--- START Document ---
This summer Italy has welcomed several superstars to Serie A with perhaps the two most eye-catching deals involving Carlos Tevez and Gonzalo Higuain. Juventus paid Manchester City £8m plus a further £5m in performance-related bonuses for 29-year-old Tevez, while Napoli gave Real Madrid a record £32m for 26-year-old Higuain.
Naturally there is fierce debate over who got the best deal, yet legendary Argentinean hitman Hernan Crespo feels that it’s Italian football itself that has won out. “For me the deals are a sign that things are returning to the glory days, when Serie A was at the top of European football,” insisted the former Parma, Lazio, Inter and Milan striker. “It is a fascinating challenge for them both. Pipita is a hitman, but can also help players like Marek Hamsik, Lorenzo Insigne and Jose Maria Callejon score more goals too. Certainly I am not surprised that he preferred Napoli to Arsenal. Meanwhile Tevez has become a more complete and organised player. I saw him recently and he also seemed more mature and has that creative streak that allows him to develop other things.”
Both clubs have sent out massive messages of intent by bringing the pair to the peninsula and it will be intriguing to see who makes the biggest impact.
Certainly Tevez will add much-needed firepower to the Old Lady’s forward line and he should also prove a potent foil for Fernando Llorente. Undoubtedly he has caused problems for his previous clubs, but there is absolutely no doubting his footballing abilities. Juve were looking for a proven, world-class striker for a reasonable price and with 58 goals in 110 league games for City, they certainly got one.
Yet Carlito brings more than just goals and has already impressed Coach Antonio Conte in pre-season. “He’s extraordinary,” said the Juve boss. “He’s a great professional, a splendid person, always willing and working exceptionally well.” Certainly in the past he has shown he is a hard worker and with his goals, energy and intelligence, if Juve can tame the Apache they have got themselves a real chief. All the same they did target Higuain first, but as they say - when the divine is unattainable, a fallen angel will suffice.
--- END Document ---
--- START Records ---
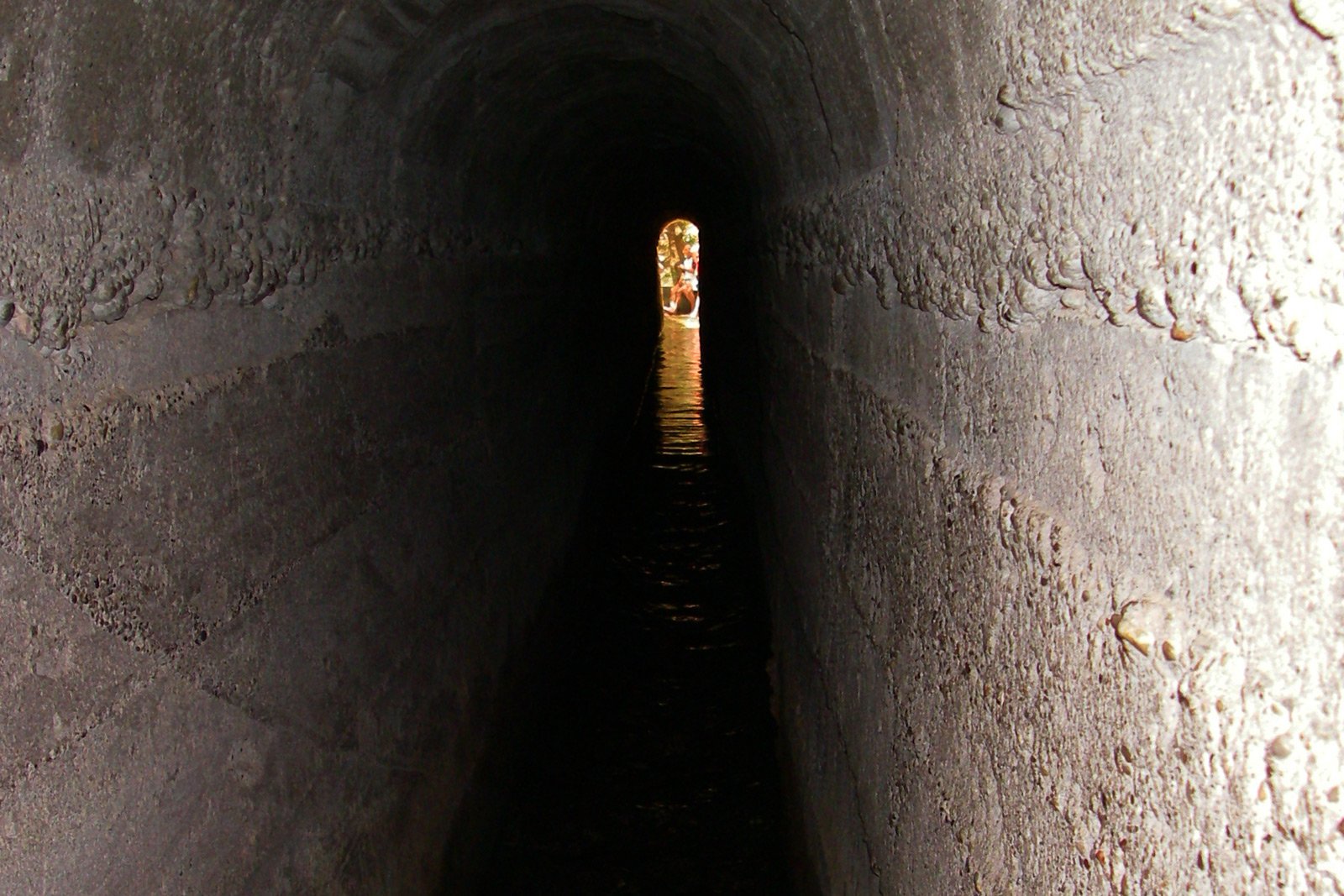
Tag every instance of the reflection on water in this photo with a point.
--- END Records ---
--- START Records ---
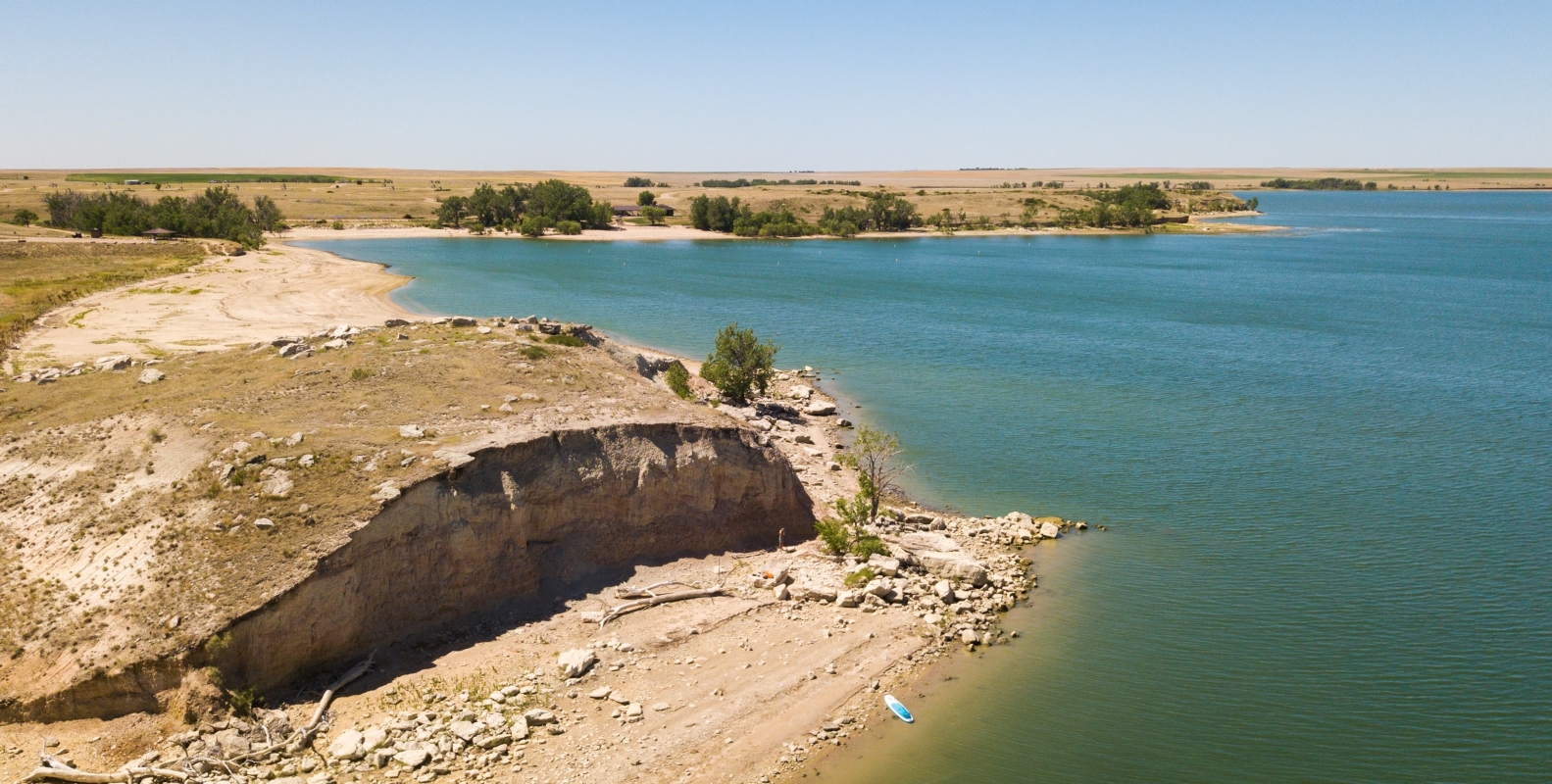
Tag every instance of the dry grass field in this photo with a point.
--- END Records ---
→ **Parts of the exercise**
1 - Reproduce the part of the Serie A transfers article starting with "Both clubs have" and going on through "the biggest impact.", word for word.
2 - Take the Serie A transfers article further, picking up right after its final sentence.

→ **Expected results**
1 -
Both clubs have sent out massive messages of intent by bringing the pair to the peninsula and it will be intriguing to see who makes the biggest impact.

2 -
Señor Gonzalo is a little more understated both on and off the field, but like Tevez was not always first choice last season. His 16 goals plus five assists in 19 starts and nine sub appearances suggests that given game time he should prove a regular and consistent goal scorer.
If compared with the departed Edinson Cavani, Higuain measures up very well, scoring 107 goals in 190 appearances in La Liga, one every 112 minutes, plus 45 assists. Cavani meanwhile scored 110 goals in 206 appearances, one every 149 minutes with 27 assists yet played an extra 5,000 minutes. Certainly Coach Rafa Benitez knows what he is getting. “He’s a great player and it was an easy decision for me to sign him. I am very happy to have him,” emphasised the Spaniard.
Yet as goals win games, by looking at both Pipita’s and Carlito’s contributions we can perhaps spread a little more light on who will turn out to be the best buy.
Last season Higuain needed an average 3.5 shots to score 16 goals, while Tevez took almost three times as many shots (9.5) to score 11. However, it must be taken into consideration that he played more games in a deeper second striker/attacking midfield role, which obviously limited his chances of shooting. Another significant stat is that Tevez clocked up 600 more minutes on the pitch than Higuain.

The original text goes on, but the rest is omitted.